[QUELLENAUSZUG]

= = = = =

In der blauen Banane

Blick zurück ohne Zorn Sieben Jahre nach dem Regierungsumzug ist Bonn weniger denn je vom Fleisch gefallen - ganz im Gegenteil

Als am 20. Juni 1991 kurz nach 22.00 Uhr die Beifallsstürme der siegreichen Berlin-Fraktion für das Votum über die künftige Hauptstadt verebbten, verlor der sonst würdevolle Saaldiener Werner Tondorf aus Bonn-Lannesdorf die Fassung. Unter lautem Schluchzen rief er zornig: "Die Bahnschranken und der ewige Stau auf der B 9. Deshalb is datt schief gegangen. Dauernd sind die Schranken zu. Ständig is Stau auf der B 9. Da jibt et hier nur eine breite Straße und die flicken da ständig rum ..."

So wie der Herr im Frack fühlte auch der Korrespondent der italienischen Zeitung Luca Romano, als er über das Bundesdorf schrieb: "Bonn ist die einzige Hauptstadt der Welt, die durch eine Eisenbahn zweigeteilt ist. Um im Zentrum die Straße zu überqueren, muss man warten, dass sich die beschrankten Übergänge öffnen." Und zur Schlacht um die Kapitale meinte er: "Sie kämpfen wie wilde Tiere, auf die Bonner Art, nicht auf die Berliner ..."

= = = = =

[ERFASSTE DATEN]
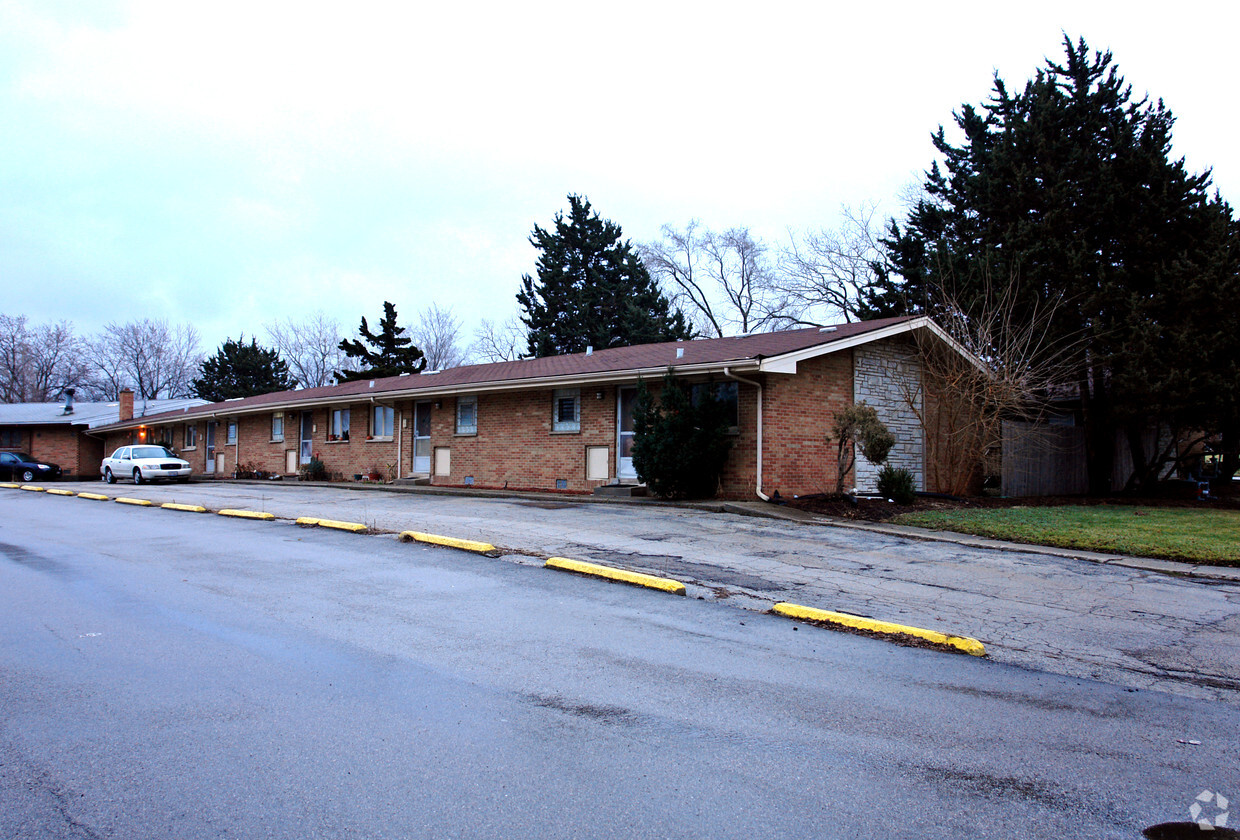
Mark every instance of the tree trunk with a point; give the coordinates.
(1099, 433)
(1230, 446)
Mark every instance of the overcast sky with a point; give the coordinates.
(232, 163)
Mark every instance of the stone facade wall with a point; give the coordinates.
(887, 375)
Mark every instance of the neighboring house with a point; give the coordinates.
(63, 432)
(566, 422)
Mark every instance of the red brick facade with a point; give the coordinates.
(515, 444)
(63, 446)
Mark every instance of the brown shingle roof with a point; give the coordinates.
(699, 352)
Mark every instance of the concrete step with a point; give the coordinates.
(620, 490)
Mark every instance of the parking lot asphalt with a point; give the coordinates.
(1122, 621)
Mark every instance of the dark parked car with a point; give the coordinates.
(20, 467)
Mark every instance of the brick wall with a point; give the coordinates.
(515, 444)
(797, 457)
(888, 377)
(56, 444)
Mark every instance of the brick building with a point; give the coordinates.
(566, 422)
(63, 433)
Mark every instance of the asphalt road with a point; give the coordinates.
(1130, 627)
(180, 675)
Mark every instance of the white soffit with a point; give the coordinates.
(786, 362)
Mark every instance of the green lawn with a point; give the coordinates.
(1199, 536)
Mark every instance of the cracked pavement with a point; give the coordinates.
(1131, 627)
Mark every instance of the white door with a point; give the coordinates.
(422, 437)
(305, 452)
(625, 401)
(210, 467)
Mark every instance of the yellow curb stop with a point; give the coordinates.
(962, 643)
(451, 542)
(356, 527)
(619, 575)
(246, 514)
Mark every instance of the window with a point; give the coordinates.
(381, 421)
(567, 411)
(339, 429)
(466, 415)
(726, 392)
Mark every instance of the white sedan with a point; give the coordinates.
(144, 464)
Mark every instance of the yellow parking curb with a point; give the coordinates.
(356, 527)
(246, 514)
(620, 575)
(451, 542)
(962, 643)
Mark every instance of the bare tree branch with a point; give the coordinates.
(310, 346)
(499, 340)
(722, 282)
(149, 356)
(825, 274)
(39, 362)
(438, 335)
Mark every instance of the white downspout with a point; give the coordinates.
(758, 489)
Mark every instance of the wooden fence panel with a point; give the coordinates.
(1040, 459)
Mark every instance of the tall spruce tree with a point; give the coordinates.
(592, 289)
(394, 352)
(242, 370)
(1068, 190)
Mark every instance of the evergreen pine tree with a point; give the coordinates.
(592, 289)
(1068, 190)
(393, 352)
(242, 370)
(680, 443)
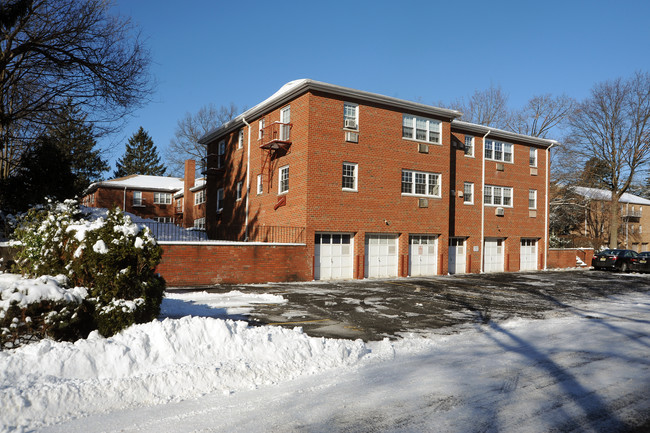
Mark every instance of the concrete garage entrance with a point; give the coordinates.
(381, 255)
(333, 256)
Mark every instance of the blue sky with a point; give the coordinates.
(211, 51)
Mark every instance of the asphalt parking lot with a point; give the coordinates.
(376, 309)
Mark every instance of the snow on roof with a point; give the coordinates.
(603, 194)
(142, 182)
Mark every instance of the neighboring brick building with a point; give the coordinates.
(634, 223)
(384, 187)
(158, 198)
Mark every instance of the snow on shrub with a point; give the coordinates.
(111, 256)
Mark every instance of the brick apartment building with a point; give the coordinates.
(634, 220)
(159, 198)
(383, 187)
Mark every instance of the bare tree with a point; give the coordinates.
(185, 144)
(612, 124)
(541, 115)
(57, 52)
(485, 107)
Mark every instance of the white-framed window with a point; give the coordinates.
(349, 180)
(532, 199)
(221, 154)
(199, 223)
(468, 193)
(199, 197)
(533, 157)
(421, 128)
(239, 190)
(350, 115)
(497, 196)
(219, 200)
(260, 184)
(498, 151)
(162, 198)
(262, 123)
(283, 182)
(137, 198)
(421, 183)
(285, 118)
(469, 145)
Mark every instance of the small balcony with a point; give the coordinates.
(275, 136)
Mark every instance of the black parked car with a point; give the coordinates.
(622, 260)
(643, 262)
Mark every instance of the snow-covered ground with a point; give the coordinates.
(586, 369)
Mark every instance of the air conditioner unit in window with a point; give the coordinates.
(352, 137)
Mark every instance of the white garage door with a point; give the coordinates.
(493, 259)
(528, 255)
(381, 256)
(422, 255)
(333, 256)
(457, 255)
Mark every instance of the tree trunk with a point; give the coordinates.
(613, 221)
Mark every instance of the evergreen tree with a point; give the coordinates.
(141, 157)
(76, 140)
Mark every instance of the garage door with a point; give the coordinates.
(528, 255)
(422, 255)
(493, 258)
(457, 255)
(381, 256)
(333, 256)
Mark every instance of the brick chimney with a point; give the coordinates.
(188, 196)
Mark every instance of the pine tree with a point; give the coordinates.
(141, 157)
(76, 140)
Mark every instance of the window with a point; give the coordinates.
(349, 181)
(240, 187)
(261, 131)
(199, 197)
(285, 117)
(498, 151)
(420, 128)
(497, 195)
(260, 185)
(199, 223)
(533, 157)
(469, 145)
(468, 193)
(283, 185)
(162, 198)
(221, 154)
(219, 200)
(532, 199)
(350, 116)
(137, 198)
(420, 183)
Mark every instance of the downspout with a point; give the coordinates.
(483, 202)
(248, 177)
(546, 217)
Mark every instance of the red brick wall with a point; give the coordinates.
(566, 257)
(201, 264)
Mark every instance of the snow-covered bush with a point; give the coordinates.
(112, 257)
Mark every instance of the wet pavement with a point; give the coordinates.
(375, 309)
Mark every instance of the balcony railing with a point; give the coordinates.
(276, 135)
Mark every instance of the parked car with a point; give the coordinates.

= = = = =

[ANFORDERUNG]
Gib bitte den Text über Bonn vollständig und wortgetreu aus. Die Datensätze stehen in keinem Zusammenhang mit dem Text über Bonn.

[ERGEBNIS]
In der blauen Banane

Blick zurück ohne Zorn Sieben Jahre nach dem Regierungsumzug ist Bonn weniger denn je vom Fleisch gefallen - ganz im Gegenteil

Als am 20. Juni 1991 kurz nach 22.00 Uhr die Beifallsstürme der siegreichen Berlin-Fraktion für das Votum über die künftige Hauptstadt verebbten, verlor der sonst würdevolle Saaldiener Werner Tondorf aus Bonn-Lannesdorf die Fassung. Unter lautem Schluchzen rief er zornig: "Die Bahnschranken und der ewige Stau auf der B 9. Deshalb is datt schief gegangen. Dauernd sind die Schranken zu. Ständig is Stau auf der B 9. Da jibt et hier nur eine breite Straße und die flicken da ständig rum ..."

So wie der Herr im Frack fühlte auch der Korrespondent der italienischen Zeitung Luca Romano, als er über das Bundesdorf schrieb: "Bonn ist die einzige Hauptstadt der Welt, die durch eine Eisenbahn zweigeteilt ist. Um im Zentrum die Straße zu überqueren, muss man warten, dass sich die beschrankten Übergänge öffnen." Und zur Schlacht um die Kapitale meinte er: "Sie kämpfen wie wilde Tiere, auf die Bonner Art, nicht auf die Berliner ..."